Exercise goal: Pull out every line in the rows below that contains the word "shown", and copy each of those lines in full.

Supplied material:
■ ■ ■
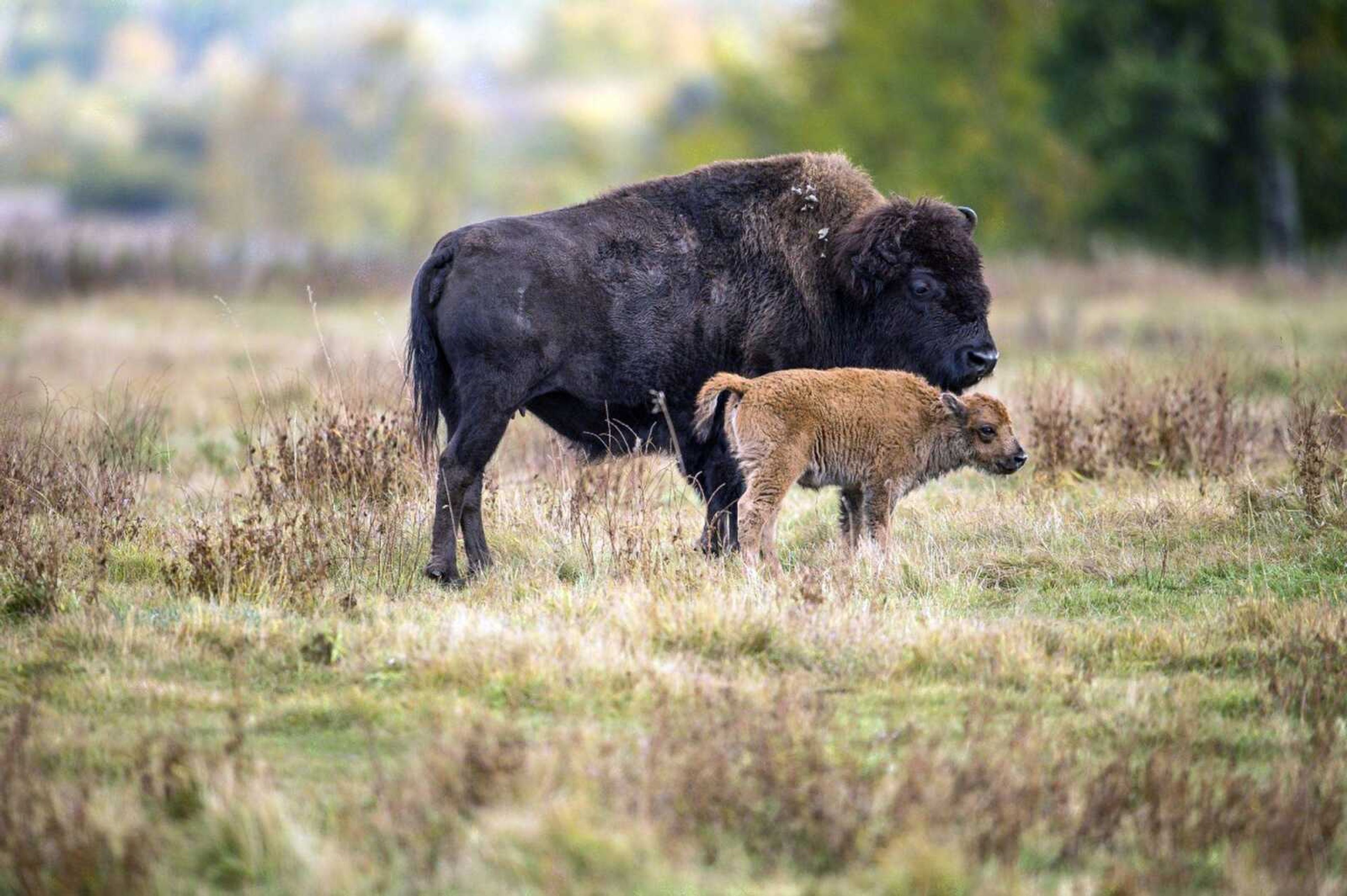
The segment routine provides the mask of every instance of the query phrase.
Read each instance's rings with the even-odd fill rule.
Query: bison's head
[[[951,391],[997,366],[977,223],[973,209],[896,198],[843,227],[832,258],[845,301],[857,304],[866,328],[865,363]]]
■ ■ ■
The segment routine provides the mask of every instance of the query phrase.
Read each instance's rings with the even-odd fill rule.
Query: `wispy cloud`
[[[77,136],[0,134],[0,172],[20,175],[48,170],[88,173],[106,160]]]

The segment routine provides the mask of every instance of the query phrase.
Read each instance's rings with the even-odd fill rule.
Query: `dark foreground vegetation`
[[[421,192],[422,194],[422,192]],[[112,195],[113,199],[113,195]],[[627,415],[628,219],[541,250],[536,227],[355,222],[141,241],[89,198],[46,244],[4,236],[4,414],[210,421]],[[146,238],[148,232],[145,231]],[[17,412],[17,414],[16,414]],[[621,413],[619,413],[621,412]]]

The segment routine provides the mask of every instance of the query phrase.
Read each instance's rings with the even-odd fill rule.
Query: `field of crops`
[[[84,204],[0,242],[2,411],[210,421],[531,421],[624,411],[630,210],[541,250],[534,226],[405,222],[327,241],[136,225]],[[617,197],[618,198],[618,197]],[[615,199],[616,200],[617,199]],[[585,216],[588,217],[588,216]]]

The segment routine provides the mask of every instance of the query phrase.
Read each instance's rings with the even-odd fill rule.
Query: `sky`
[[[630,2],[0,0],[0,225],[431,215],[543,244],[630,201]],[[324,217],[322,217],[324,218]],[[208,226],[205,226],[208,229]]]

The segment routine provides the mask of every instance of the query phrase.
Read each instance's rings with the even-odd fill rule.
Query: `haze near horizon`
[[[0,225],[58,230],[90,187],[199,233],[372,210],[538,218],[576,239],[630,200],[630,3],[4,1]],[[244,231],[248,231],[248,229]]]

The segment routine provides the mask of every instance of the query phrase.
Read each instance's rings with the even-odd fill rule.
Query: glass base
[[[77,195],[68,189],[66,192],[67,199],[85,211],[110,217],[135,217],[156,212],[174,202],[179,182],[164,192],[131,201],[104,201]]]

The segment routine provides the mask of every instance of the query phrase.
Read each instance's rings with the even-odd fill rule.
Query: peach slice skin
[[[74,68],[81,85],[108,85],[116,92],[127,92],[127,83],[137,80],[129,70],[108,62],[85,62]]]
■ ■ ■
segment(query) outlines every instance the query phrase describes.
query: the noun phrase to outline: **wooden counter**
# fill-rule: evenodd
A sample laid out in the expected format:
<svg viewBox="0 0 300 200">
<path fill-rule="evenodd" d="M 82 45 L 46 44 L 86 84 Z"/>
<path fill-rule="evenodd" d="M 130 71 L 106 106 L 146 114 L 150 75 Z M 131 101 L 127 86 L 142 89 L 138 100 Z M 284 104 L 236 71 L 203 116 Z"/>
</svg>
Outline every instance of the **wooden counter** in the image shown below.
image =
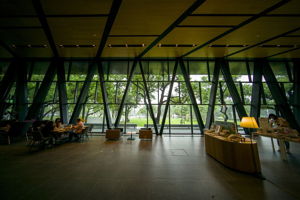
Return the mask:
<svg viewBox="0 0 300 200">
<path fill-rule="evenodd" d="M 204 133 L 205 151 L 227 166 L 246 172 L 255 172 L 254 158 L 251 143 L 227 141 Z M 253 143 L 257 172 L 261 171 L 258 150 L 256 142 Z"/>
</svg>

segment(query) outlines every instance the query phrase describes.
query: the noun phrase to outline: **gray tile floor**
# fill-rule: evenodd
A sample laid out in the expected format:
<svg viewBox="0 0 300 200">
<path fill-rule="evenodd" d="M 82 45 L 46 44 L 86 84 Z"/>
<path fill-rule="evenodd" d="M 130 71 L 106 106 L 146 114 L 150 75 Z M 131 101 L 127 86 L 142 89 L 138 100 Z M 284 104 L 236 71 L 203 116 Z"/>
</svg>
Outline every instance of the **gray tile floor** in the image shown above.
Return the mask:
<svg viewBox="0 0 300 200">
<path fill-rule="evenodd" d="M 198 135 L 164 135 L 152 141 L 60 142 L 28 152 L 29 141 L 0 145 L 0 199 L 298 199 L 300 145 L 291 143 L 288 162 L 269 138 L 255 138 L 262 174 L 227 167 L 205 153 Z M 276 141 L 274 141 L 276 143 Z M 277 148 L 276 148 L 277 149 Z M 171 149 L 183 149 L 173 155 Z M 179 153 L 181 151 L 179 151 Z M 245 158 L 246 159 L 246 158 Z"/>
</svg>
■ ■ ■
Exercise answer:
Outline every instance of the **wooden counter** in the image shown below.
Outline every instance of the **gray tile floor** in the image shown above.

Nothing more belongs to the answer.